• **Working data**

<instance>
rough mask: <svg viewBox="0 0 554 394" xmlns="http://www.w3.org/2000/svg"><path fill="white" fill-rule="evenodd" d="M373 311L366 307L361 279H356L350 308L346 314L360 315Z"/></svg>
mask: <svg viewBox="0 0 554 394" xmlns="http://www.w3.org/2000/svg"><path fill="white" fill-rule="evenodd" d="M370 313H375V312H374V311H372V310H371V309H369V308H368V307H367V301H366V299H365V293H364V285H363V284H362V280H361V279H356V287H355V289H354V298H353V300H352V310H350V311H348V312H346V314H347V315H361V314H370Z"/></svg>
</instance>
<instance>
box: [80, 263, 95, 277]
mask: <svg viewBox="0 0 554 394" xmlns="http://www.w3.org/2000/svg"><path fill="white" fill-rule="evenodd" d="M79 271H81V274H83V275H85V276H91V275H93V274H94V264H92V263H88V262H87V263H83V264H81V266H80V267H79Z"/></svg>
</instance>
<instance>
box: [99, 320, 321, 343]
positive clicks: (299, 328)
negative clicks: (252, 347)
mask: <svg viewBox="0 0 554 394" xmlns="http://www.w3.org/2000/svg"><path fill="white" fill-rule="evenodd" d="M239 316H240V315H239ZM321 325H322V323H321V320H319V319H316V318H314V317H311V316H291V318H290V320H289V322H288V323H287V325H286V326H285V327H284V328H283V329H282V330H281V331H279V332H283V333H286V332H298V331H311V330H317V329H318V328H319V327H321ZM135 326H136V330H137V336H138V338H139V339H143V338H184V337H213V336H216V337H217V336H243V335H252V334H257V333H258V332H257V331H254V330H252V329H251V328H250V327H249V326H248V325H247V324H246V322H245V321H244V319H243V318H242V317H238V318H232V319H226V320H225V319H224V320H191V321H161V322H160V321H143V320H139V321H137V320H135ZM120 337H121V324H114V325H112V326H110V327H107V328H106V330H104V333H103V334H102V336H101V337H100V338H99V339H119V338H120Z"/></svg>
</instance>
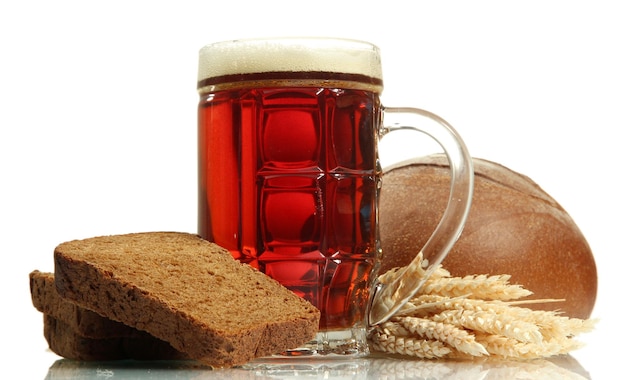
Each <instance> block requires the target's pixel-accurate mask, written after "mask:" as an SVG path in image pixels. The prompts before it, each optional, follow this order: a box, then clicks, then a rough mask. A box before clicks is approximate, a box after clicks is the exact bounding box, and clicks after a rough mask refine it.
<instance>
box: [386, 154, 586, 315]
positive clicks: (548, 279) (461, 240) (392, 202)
mask: <svg viewBox="0 0 626 380" xmlns="http://www.w3.org/2000/svg"><path fill="white" fill-rule="evenodd" d="M474 172H475V183H474V197H473V200H472V207H471V209H470V213H469V217H468V220H467V223H466V225H465V228H464V230H463V234H462V235H461V237H460V238H459V240H458V241H457V243H456V244H455V246H454V247H453V248H452V250H451V251H450V253H449V254H448V256H447V257H446V259H445V260H444V261H443V266H444V268H445V269H447V270H449V271H450V272H451V274H452V275H453V276H465V275H470V274H489V275H498V274H509V275H511V280H510V281H511V283H513V284H520V285H522V286H524V288H526V289H528V290H530V291H532V292H533V293H534V294H533V296H532V297H528V299H531V298H533V299H565V301H564V302H557V303H554V302H550V303H537V304H530V305H527V306H528V307H530V308H533V309H540V310H559V311H562V312H563V314H564V315H567V316H569V317H576V318H589V316H590V314H591V311H592V309H593V306H594V304H595V300H596V292H597V271H596V265H595V261H594V258H593V254H592V252H591V249H590V248H589V245H588V243H587V241H586V240H585V238H584V236H583V234H582V233H581V231H580V230H579V228H578V227H577V226H576V224H575V223H574V221H573V220H572V218H571V217H570V216H569V214H568V213H567V212H566V211H565V210H564V209H563V208H562V207H561V206H560V205H559V204H558V203H557V202H556V201H555V200H554V199H553V198H552V197H550V196H549V195H548V194H546V192H545V191H543V190H542V189H541V188H540V187H539V186H538V185H537V184H535V183H534V182H533V181H532V180H531V179H529V178H528V177H526V176H523V175H521V174H519V173H516V172H514V171H512V170H510V169H508V168H506V167H504V166H502V165H499V164H496V163H493V162H490V161H486V160H482V159H477V158H475V159H474ZM449 188H450V173H449V168H448V163H447V160H446V158H445V156H429V157H424V158H420V159H416V160H412V161H410V162H405V163H403V164H402V165H401V166H394V167H392V168H390V169H389V170H388V171H386V172H385V174H384V176H383V187H382V191H381V199H380V233H381V243H382V248H383V259H382V267H381V273H384V272H385V271H387V270H388V269H391V268H393V267H398V266H404V265H407V264H408V263H409V262H410V261H411V260H412V259H413V257H414V256H415V255H416V254H417V252H419V250H420V249H421V248H422V247H423V246H424V244H425V243H426V240H427V239H428V238H429V237H430V235H431V234H432V232H433V231H434V229H435V227H436V226H437V223H438V222H439V220H440V219H441V216H442V214H443V211H444V209H445V207H446V204H447V200H448V196H449Z"/></svg>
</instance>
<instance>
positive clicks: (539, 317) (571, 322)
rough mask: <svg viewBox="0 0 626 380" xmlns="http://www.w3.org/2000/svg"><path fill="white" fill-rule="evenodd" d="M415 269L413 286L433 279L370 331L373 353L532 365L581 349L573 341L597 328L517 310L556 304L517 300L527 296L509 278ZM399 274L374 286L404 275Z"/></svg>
mask: <svg viewBox="0 0 626 380" xmlns="http://www.w3.org/2000/svg"><path fill="white" fill-rule="evenodd" d="M418 257H419V259H420V260H421V254H420V255H419V256H418ZM414 268H416V269H414V270H413V271H412V272H411V273H409V275H411V276H415V280H417V281H416V282H417V283H421V282H422V281H419V280H424V279H425V278H426V276H427V274H428V273H429V271H431V273H432V274H431V276H430V277H429V278H428V279H427V280H425V281H424V282H423V285H422V287H421V288H420V289H419V290H418V292H417V294H416V295H415V296H414V297H413V298H412V299H411V300H410V302H408V303H407V304H406V305H404V306H403V307H402V308H401V309H400V310H399V311H398V312H397V313H396V315H395V316H394V317H393V318H392V319H391V320H390V321H389V322H386V323H384V324H382V325H381V326H376V327H375V328H374V330H373V332H372V333H371V334H370V337H369V339H370V342H371V343H372V349H373V350H378V351H382V352H388V353H394V354H402V355H408V356H413V357H419V358H444V357H446V358H468V357H478V356H487V355H489V356H493V357H500V358H516V359H537V358H542V357H549V356H553V355H560V354H564V353H568V352H570V351H571V350H574V349H576V348H578V347H580V343H579V342H578V341H576V340H575V339H573V338H574V337H575V336H576V335H578V334H580V333H583V332H589V331H591V330H592V329H593V327H594V325H595V323H596V321H594V320H582V319H576V318H568V317H566V316H562V315H560V314H559V313H558V312H554V311H537V310H532V309H528V308H525V307H521V306H520V305H523V304H527V303H533V302H553V301H558V300H520V298H523V297H526V296H528V295H530V294H532V292H530V291H529V290H526V289H524V288H523V287H522V286H520V285H512V284H510V283H509V280H510V276H508V275H498V276H487V275H474V276H466V277H463V278H460V277H451V276H450V273H449V272H448V271H446V270H445V269H443V268H442V267H441V266H437V267H435V268H434V269H433V268H431V269H428V270H427V269H426V268H428V263H427V261H426V260H424V261H422V263H421V265H419V266H417V267H415V266H414ZM400 269H401V268H396V269H394V270H390V271H388V272H387V273H385V274H384V275H382V276H380V277H379V281H381V282H382V283H389V282H391V281H393V280H394V279H396V278H397V277H398V276H400V275H406V274H407V273H403V271H402V270H400Z"/></svg>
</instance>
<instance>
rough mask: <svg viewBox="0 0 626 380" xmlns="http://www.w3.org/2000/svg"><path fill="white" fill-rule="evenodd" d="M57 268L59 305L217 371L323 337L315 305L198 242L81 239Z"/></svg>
mask: <svg viewBox="0 0 626 380" xmlns="http://www.w3.org/2000/svg"><path fill="white" fill-rule="evenodd" d="M54 262H55V283H56V287H57V291H58V292H59V294H60V295H61V296H62V297H64V298H67V299H69V300H71V301H73V302H75V303H77V304H78V305H80V306H81V307H84V308H87V309H90V310H93V311H95V312H97V313H98V314H101V315H103V316H106V317H107V318H110V319H113V320H116V321H120V322H122V323H124V324H126V325H128V326H131V327H134V328H137V329H139V330H143V331H147V332H149V333H150V334H152V335H153V336H155V337H157V338H159V339H162V340H165V341H167V342H169V343H170V344H171V345H172V346H173V347H174V348H176V349H177V350H179V351H181V352H185V353H186V354H188V355H189V357H190V358H192V359H196V360H199V361H201V362H203V363H204V364H207V365H210V366H213V367H230V366H233V365H238V364H243V363H246V362H248V361H250V360H252V359H254V358H256V357H262V356H267V355H271V354H276V353H279V352H282V351H284V350H287V349H290V348H295V347H298V346H300V345H302V344H303V343H305V342H307V341H309V340H311V339H312V338H313V337H314V336H315V333H316V332H317V329H318V323H319V317H320V313H319V310H317V309H316V308H315V307H314V306H313V305H311V304H310V303H308V302H306V301H305V300H303V299H302V298H300V297H298V296H297V295H295V294H294V293H293V292H291V291H289V290H288V289H286V288H285V287H283V286H282V285H280V284H279V283H278V282H276V281H274V280H272V279H271V278H270V277H268V276H266V275H264V274H263V273H261V272H259V271H257V270H256V269H254V268H252V267H251V266H248V265H246V264H241V263H239V262H237V261H236V260H235V259H233V258H232V256H231V255H230V253H229V252H228V251H226V250H225V249H223V248H221V247H219V246H217V245H215V244H213V243H210V242H208V241H206V240H203V239H201V238H200V237H198V236H197V235H192V234H186V233H179V232H147V233H137V234H127V235H115V236H101V237H95V238H90V239H85V240H75V241H70V242H66V243H62V244H60V245H59V246H57V248H56V249H55V251H54Z"/></svg>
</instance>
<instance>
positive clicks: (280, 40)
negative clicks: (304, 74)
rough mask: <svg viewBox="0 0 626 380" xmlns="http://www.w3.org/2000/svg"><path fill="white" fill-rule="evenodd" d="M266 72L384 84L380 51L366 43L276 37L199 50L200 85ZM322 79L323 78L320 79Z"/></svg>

• **Work task**
Of all the material above, only the lines from the one that has "box: [99, 320, 321, 343]" down to the one that has "box: [386, 154, 586, 315]" are to be written out, exactly and with both ends included. Pictures are skipped.

• **Written answer**
box: [99, 320, 321, 343]
positive clicks: (299, 328)
negative clicks: (252, 347)
mask: <svg viewBox="0 0 554 394" xmlns="http://www.w3.org/2000/svg"><path fill="white" fill-rule="evenodd" d="M239 316H240V315H239ZM321 325H322V323H321V320H319V319H316V318H314V317H311V316H291V318H290V320H289V322H288V323H287V325H286V326H285V327H284V328H283V329H282V330H281V331H279V332H283V333H286V332H298V331H311V330H317V329H318V328H319V327H321ZM135 326H136V330H137V336H138V338H139V339H143V338H184V337H213V336H216V337H217V336H243V335H252V334H257V333H258V332H257V331H254V330H252V329H251V328H250V327H249V326H248V325H247V324H246V322H245V321H244V319H243V318H242V317H238V318H232V319H226V320H225V319H224V320H191V321H161V322H160V321H143V320H139V321H137V320H135ZM120 337H121V324H114V325H112V326H110V327H107V328H106V330H104V333H103V334H102V336H101V337H100V338H99V339H119V338H120Z"/></svg>
</instance>
Each <instance> block requires the target's pixel-accurate mask, written after "mask:" as an SVG path in image pixels. The prompts before it, each optional, follow this order: a box, then clicks, then a rough mask. A box before clicks is approximate, a box after clicks is the exact bounding box, and clicks after a rough mask refine it.
<instance>
box: [386, 154, 586, 315]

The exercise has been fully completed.